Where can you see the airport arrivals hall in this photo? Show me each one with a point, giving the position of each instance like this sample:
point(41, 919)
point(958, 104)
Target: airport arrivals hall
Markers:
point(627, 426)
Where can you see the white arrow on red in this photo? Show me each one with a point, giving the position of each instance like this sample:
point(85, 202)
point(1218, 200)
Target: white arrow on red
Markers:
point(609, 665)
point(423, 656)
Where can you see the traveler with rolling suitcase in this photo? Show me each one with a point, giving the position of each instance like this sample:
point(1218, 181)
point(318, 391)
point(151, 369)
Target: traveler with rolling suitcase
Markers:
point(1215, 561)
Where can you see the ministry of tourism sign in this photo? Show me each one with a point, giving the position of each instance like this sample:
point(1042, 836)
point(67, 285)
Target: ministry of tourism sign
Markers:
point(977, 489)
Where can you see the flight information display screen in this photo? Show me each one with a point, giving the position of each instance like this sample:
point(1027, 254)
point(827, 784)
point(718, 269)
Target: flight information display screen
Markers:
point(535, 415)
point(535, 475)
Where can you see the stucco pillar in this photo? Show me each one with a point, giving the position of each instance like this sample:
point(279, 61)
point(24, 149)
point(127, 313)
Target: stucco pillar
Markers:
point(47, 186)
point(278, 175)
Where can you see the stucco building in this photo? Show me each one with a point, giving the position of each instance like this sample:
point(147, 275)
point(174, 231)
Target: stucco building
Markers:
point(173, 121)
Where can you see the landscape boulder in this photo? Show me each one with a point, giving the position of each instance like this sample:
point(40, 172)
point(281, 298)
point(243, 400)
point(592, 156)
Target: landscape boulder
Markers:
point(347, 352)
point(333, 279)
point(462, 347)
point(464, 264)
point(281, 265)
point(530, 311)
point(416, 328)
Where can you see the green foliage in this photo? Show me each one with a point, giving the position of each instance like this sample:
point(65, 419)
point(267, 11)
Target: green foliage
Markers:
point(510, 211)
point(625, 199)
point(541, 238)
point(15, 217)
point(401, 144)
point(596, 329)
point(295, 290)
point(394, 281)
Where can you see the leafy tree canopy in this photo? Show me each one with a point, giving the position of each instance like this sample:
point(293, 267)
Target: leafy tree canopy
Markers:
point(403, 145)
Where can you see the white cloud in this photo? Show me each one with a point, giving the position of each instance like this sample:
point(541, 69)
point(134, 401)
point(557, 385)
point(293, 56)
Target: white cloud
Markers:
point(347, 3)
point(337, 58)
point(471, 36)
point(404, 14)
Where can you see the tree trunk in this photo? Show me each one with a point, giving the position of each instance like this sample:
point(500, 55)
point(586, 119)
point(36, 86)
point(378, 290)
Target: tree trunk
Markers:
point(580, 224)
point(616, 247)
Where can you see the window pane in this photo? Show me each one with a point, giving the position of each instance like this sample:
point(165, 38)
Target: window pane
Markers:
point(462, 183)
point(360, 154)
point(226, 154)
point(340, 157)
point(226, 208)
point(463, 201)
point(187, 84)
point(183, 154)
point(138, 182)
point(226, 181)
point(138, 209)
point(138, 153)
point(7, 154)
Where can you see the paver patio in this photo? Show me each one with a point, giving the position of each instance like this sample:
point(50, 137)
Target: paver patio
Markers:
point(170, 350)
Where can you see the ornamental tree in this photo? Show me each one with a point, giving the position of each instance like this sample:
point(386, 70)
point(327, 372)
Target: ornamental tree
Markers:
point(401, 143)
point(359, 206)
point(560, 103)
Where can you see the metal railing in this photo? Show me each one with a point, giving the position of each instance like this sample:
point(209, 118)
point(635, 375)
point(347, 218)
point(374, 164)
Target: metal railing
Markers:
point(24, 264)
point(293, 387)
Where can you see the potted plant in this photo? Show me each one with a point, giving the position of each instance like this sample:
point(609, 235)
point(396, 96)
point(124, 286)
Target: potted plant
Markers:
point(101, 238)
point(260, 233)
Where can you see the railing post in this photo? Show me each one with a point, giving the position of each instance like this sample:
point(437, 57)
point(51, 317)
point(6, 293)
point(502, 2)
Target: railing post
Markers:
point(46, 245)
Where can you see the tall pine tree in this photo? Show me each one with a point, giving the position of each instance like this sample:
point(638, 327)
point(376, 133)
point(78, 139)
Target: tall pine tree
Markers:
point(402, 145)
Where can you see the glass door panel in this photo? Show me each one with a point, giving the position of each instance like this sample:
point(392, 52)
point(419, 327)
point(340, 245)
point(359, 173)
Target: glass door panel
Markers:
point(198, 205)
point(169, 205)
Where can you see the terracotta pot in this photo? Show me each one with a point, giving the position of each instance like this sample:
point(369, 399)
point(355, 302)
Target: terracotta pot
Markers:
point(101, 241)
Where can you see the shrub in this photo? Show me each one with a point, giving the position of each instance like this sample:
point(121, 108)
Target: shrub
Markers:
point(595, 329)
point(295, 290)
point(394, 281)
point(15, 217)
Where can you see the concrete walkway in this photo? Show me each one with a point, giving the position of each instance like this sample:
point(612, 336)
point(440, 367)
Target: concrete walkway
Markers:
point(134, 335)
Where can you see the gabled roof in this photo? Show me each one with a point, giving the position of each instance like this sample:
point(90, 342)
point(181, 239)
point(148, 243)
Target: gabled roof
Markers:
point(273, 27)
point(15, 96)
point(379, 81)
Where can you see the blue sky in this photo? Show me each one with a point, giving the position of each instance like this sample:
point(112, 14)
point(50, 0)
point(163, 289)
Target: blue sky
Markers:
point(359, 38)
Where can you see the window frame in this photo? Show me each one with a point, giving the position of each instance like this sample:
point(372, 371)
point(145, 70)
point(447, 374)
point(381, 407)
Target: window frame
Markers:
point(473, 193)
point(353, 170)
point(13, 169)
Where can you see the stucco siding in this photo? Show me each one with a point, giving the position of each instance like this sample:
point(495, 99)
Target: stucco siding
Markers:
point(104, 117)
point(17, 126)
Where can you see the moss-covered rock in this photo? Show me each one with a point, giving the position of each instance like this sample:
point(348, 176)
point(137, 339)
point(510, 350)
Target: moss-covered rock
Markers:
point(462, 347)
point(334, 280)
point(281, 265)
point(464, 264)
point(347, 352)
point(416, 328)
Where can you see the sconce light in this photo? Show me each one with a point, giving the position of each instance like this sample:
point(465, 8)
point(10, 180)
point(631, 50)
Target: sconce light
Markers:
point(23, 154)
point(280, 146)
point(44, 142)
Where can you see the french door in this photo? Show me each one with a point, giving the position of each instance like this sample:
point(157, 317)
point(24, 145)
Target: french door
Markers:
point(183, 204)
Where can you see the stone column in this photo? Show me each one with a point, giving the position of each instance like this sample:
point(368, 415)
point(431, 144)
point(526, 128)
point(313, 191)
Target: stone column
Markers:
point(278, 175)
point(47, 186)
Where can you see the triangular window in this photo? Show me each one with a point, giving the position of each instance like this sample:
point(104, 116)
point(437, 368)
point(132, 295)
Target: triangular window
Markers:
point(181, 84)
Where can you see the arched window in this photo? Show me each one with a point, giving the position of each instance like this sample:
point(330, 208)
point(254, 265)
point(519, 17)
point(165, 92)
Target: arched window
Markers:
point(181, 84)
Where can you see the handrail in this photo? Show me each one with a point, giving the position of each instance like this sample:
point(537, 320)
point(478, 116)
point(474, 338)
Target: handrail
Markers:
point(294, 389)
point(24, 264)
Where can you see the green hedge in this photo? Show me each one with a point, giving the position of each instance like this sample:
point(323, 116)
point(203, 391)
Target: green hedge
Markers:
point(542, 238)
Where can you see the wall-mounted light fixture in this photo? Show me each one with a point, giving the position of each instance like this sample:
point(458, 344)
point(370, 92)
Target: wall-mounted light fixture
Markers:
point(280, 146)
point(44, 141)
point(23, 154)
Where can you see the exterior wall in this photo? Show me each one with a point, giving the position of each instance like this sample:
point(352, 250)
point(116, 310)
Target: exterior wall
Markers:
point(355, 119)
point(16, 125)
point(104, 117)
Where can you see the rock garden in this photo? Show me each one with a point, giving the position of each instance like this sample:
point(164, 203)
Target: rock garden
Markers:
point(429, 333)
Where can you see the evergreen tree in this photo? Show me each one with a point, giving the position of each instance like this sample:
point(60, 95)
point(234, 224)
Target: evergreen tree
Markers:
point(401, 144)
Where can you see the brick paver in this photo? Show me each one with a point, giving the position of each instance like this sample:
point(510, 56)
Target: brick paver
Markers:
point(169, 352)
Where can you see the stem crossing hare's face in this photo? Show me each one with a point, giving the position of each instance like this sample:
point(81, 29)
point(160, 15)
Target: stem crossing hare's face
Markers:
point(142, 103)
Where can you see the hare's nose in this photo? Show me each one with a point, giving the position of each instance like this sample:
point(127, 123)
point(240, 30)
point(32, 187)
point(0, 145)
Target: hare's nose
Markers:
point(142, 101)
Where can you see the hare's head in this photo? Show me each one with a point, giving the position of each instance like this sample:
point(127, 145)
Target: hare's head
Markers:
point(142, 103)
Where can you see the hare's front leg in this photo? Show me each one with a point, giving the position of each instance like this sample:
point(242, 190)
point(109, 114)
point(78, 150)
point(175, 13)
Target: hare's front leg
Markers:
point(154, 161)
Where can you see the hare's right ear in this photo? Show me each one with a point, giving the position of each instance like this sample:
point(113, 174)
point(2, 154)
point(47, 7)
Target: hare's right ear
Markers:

┄┄┄┄┄┄┄┄┄┄

(STATED PROBLEM):
Rewrite the records as a JSON list of strings with one string per line and blank lines omitted, starting with the line that contains "Where can you see the railing" and going on through the line that contains "point(402, 145)".

(RESPONSE BELOW):
[
  "Where can you see the railing post in this photo? Show me each one with a point, giving the position of each instance like this sample:",
  "point(437, 57)",
  "point(51, 317)",
  "point(6, 293)",
  "point(502, 2)",
  "Target: railing post",
  "Markers:",
  "point(46, 245)",
  "Where can you see the tall pine tree in this photo? Show me each one with a point, giving the position of each instance like this sample:",
  "point(638, 327)",
  "point(376, 133)",
  "point(78, 139)",
  "Target: tall pine tree",
  "Markers:",
  "point(402, 145)"
]